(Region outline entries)
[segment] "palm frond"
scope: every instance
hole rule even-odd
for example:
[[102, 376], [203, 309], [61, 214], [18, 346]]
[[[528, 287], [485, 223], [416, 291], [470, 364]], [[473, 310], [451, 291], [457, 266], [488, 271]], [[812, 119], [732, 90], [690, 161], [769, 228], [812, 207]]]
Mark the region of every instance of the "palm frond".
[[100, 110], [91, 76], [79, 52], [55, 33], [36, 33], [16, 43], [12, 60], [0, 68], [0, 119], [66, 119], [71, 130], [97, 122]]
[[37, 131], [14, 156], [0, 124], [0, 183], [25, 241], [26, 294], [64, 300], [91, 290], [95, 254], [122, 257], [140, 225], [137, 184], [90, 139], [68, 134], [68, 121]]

▸ **GIVEN REQUEST**:
Swap every occurrence of "palm frond" in the entries for "banana leaf", and write out all the entries again with nothing else changed.

▸ **RESULT FOR THIS EXERCISE**:
[segment] "banana leaf"
scope: every instance
hole rule even-odd
for example:
[[102, 376], [203, 309], [61, 214], [18, 346]]
[[[528, 287], [485, 223], [416, 291], [470, 364]], [[473, 310], [451, 291], [457, 266], [488, 271]], [[812, 119], [732, 90], [690, 161], [769, 228], [812, 207]]]
Mark the region of every instance of the "banana leaf".
[[100, 110], [91, 76], [79, 52], [55, 33], [36, 33], [16, 43], [12, 60], [0, 68], [0, 119], [66, 119], [71, 130], [97, 122]]
[[37, 131], [14, 156], [0, 124], [0, 183], [25, 241], [26, 294], [64, 300], [91, 290], [95, 254], [122, 257], [140, 225], [137, 184], [90, 139], [68, 134], [68, 121]]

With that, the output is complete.